** START **
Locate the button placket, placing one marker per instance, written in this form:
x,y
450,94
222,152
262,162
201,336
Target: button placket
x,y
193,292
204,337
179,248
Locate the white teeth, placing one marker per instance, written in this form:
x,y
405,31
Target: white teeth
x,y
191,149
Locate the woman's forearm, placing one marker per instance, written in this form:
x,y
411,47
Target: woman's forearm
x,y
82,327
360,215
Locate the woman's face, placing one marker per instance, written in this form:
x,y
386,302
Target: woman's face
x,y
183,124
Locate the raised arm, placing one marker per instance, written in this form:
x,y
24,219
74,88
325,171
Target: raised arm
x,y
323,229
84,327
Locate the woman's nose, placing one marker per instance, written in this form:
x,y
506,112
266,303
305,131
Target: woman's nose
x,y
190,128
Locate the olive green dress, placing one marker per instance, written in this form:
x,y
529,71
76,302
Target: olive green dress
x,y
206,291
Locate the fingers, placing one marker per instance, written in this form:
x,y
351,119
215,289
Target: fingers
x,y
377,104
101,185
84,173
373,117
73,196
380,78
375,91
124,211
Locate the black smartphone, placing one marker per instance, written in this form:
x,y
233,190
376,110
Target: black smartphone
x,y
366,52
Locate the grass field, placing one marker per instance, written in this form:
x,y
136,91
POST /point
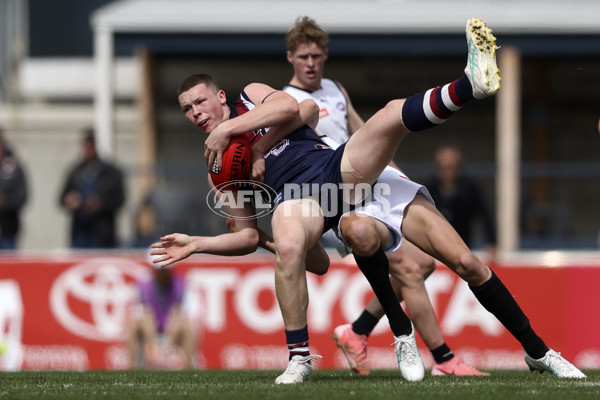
** END **
- Given request:
Count the lines in the listing above that contain the word "form", and reply with only that number.

- Task answer:
10